--- Data for the task Enclosed Below ---

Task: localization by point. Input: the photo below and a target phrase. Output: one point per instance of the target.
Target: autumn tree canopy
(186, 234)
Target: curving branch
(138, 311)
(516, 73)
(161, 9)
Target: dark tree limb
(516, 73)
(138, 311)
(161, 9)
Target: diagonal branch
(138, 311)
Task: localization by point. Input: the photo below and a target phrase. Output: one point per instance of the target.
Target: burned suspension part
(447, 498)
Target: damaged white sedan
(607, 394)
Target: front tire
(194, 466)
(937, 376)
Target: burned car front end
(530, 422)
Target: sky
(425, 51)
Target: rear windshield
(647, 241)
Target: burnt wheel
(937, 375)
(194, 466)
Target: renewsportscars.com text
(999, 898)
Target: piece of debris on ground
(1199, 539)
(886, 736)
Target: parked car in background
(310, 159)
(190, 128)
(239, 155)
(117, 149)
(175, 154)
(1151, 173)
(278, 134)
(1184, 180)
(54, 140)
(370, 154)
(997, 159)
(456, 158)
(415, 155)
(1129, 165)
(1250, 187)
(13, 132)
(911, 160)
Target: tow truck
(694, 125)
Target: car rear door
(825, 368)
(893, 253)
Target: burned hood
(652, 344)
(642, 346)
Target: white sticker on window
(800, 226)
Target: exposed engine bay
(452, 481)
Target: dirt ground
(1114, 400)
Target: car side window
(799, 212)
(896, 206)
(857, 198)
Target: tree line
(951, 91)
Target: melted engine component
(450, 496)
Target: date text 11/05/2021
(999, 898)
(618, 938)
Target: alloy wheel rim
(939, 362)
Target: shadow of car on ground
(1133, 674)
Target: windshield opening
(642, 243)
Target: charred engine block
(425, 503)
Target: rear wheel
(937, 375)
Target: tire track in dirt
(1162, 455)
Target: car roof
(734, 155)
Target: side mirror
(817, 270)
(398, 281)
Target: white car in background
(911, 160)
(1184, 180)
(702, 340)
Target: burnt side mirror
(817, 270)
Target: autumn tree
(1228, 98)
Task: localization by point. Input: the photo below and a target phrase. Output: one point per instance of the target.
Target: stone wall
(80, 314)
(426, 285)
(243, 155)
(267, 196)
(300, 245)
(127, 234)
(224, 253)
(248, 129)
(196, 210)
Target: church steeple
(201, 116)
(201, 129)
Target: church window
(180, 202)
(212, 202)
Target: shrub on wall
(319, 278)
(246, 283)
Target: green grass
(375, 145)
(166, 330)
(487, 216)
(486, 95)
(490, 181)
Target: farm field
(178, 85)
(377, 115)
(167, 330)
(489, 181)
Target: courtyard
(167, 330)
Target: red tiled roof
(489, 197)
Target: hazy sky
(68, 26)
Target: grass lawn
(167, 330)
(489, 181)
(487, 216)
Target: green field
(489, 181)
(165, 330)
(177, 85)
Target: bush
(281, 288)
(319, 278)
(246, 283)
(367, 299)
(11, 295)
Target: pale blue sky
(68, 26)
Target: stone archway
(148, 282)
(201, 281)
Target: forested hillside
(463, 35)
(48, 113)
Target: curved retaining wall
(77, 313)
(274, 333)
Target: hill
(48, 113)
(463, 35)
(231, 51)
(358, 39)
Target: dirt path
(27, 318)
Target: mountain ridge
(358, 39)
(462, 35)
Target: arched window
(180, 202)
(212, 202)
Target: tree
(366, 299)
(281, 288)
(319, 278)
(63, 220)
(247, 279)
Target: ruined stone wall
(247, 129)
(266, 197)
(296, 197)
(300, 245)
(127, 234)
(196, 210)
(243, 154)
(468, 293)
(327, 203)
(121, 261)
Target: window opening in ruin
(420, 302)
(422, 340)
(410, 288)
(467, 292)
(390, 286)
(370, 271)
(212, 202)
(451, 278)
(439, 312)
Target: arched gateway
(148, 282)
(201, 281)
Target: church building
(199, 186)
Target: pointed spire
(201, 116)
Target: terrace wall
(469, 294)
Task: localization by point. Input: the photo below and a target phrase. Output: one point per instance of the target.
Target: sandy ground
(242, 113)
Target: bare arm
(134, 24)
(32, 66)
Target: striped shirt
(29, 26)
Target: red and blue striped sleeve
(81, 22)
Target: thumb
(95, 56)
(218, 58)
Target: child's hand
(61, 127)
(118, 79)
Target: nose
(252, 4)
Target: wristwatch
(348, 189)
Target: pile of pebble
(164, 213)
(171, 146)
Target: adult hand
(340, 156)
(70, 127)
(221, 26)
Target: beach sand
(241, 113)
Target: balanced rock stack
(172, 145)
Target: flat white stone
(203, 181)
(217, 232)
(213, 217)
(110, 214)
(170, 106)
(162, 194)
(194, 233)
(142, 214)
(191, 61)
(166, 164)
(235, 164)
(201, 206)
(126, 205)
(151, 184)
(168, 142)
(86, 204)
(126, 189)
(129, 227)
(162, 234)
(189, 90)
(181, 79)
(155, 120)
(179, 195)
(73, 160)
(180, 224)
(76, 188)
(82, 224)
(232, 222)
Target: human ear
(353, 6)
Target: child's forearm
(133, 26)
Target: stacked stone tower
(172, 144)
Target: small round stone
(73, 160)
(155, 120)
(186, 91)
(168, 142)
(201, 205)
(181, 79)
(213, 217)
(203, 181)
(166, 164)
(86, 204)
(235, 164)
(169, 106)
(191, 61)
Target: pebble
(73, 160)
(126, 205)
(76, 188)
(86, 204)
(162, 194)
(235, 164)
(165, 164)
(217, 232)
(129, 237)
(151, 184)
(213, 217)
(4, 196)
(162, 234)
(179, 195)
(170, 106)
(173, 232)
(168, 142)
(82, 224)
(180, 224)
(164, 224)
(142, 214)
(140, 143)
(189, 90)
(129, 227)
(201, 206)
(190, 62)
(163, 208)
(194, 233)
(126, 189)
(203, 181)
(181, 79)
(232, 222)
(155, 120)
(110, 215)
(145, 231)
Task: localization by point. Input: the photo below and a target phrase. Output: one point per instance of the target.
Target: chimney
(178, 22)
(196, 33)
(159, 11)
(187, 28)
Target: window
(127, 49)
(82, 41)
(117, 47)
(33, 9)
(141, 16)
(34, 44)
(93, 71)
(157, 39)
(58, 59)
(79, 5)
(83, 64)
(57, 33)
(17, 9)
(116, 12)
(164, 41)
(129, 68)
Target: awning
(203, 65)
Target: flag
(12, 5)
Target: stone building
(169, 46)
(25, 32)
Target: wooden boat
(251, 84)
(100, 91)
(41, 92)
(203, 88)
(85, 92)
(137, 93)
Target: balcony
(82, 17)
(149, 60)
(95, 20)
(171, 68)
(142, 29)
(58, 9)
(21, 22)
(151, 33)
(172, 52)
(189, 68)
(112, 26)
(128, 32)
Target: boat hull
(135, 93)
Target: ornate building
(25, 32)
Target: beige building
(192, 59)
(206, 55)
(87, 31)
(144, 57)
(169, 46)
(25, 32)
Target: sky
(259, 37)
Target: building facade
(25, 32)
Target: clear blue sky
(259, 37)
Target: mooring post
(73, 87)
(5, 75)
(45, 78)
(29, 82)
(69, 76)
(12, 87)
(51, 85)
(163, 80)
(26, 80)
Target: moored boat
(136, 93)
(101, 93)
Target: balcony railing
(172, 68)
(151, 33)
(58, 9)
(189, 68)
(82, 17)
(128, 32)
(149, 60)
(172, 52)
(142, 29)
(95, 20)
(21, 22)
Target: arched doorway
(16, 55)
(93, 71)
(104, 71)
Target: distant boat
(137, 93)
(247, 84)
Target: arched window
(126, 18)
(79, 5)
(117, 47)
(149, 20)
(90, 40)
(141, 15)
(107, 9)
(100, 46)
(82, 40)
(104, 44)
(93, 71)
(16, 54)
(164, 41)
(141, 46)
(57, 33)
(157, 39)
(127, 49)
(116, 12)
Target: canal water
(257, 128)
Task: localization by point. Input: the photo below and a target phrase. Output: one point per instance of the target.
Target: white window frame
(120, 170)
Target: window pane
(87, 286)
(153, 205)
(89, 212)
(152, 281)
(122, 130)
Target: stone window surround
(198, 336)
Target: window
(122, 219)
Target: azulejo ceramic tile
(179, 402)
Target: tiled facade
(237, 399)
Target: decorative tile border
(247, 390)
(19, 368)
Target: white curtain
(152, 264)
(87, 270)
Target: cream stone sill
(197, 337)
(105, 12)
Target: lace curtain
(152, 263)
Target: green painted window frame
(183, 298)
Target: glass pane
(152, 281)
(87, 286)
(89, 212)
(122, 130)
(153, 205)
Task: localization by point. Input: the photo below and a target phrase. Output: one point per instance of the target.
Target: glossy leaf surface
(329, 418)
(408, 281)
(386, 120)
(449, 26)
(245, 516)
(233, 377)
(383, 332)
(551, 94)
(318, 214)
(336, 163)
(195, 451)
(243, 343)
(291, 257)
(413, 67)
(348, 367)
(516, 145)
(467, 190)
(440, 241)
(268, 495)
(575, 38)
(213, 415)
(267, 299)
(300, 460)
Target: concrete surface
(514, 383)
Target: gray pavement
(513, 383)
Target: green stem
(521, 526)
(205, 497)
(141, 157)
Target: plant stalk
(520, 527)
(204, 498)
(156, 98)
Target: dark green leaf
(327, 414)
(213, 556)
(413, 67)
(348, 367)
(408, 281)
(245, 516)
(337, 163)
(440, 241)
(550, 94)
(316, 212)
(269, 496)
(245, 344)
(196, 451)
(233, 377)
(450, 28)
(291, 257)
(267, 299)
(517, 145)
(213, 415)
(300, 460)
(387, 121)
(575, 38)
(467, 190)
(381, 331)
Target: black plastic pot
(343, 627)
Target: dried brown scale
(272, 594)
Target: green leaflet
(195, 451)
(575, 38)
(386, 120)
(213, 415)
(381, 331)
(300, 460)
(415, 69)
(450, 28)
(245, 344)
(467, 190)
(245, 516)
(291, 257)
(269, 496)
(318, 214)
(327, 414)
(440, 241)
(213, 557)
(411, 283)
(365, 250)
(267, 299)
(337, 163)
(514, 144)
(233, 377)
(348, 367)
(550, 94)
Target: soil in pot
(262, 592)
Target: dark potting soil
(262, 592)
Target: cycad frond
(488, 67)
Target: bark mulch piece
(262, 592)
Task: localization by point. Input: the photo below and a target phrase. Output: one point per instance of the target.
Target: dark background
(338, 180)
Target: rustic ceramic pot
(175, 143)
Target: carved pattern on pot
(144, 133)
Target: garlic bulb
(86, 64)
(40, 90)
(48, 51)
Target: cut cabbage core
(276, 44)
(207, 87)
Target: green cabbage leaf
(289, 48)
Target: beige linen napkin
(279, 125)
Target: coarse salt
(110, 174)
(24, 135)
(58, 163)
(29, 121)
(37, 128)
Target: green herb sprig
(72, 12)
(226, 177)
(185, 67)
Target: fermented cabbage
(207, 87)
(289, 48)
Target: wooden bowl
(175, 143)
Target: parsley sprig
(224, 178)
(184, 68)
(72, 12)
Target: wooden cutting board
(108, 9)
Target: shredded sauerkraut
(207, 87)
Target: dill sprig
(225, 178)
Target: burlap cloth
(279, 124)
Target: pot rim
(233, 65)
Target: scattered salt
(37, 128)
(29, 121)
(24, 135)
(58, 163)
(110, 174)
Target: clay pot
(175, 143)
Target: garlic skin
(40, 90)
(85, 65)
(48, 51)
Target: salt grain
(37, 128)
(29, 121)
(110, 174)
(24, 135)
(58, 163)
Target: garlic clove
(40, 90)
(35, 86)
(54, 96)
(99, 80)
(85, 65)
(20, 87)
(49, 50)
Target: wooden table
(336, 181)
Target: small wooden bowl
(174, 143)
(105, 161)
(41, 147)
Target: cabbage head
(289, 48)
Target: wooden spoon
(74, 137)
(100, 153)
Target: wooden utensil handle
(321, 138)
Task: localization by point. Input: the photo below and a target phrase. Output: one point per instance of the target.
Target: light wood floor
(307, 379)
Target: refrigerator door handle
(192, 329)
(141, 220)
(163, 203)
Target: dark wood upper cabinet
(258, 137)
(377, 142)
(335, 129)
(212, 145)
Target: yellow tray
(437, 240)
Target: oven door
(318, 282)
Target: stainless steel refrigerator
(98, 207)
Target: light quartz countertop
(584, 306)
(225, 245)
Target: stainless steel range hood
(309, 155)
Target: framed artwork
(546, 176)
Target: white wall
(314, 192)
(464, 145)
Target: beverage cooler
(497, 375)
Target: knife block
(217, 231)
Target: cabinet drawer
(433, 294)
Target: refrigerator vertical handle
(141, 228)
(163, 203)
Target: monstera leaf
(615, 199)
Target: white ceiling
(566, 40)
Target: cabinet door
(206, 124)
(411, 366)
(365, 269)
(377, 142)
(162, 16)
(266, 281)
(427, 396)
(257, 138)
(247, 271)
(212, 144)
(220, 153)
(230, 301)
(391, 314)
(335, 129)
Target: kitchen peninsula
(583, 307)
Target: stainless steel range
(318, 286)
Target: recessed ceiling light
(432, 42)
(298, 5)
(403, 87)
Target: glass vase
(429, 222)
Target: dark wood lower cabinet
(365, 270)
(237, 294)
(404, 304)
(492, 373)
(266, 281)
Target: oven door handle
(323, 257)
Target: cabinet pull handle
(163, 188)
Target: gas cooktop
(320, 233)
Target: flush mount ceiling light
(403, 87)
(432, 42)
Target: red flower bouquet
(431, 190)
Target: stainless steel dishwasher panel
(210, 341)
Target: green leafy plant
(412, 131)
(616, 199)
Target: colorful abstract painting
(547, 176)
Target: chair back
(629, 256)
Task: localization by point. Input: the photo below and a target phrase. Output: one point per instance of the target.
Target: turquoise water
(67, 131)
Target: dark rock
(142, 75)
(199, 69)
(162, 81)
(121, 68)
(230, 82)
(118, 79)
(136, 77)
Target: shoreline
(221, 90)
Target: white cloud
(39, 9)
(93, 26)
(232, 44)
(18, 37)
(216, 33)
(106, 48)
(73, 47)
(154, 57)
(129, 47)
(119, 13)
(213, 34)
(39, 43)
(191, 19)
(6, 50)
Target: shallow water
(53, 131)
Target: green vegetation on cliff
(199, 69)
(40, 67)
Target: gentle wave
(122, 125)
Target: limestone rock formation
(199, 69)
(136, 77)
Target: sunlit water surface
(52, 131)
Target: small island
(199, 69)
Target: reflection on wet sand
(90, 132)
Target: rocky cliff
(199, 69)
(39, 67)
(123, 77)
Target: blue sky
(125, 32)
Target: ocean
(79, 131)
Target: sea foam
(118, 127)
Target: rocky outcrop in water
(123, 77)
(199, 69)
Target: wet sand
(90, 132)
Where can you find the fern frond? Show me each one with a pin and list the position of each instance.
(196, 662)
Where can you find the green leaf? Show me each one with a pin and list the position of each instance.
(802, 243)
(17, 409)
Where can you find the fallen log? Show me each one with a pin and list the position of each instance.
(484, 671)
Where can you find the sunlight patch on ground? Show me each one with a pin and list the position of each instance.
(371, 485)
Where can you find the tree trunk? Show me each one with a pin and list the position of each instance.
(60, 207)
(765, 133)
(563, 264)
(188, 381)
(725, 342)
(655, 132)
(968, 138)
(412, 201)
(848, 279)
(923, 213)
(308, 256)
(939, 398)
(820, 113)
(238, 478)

--- End of Enclosed Data for the task ---

* What you should do *
Only the lines from the one containing "Target: rocky cliff" through the last line of the records are to be set down, exactly as they appear.

* Solution *
Target: rocky cliff
(199, 69)
(39, 67)
(123, 77)
Target: blue sky
(125, 32)
Target: ocean
(79, 131)
Target: sea foam
(118, 127)
Target: rocky outcrop in water
(123, 77)
(199, 69)
Target: wet sand
(90, 132)
Where can you find the fern frond? Show me each one with a pin and list the position of each instance.
(196, 662)
Where can you find the green leaf? Show me each one with a pin and list the position of each instance.
(802, 243)
(17, 409)
Where can you find the fallen log? Show me each one with a pin and list the position of each instance.
(484, 671)
Where can you find the sunlight patch on ground? Show me each one with a pin and list the position of each instance.
(371, 485)
Where can you find the tree trunk? Show me each one with a pin and list the position of each instance.
(60, 207)
(765, 133)
(563, 264)
(188, 381)
(725, 342)
(655, 132)
(968, 138)
(412, 201)
(848, 279)
(923, 213)
(308, 256)
(939, 398)
(820, 113)
(238, 478)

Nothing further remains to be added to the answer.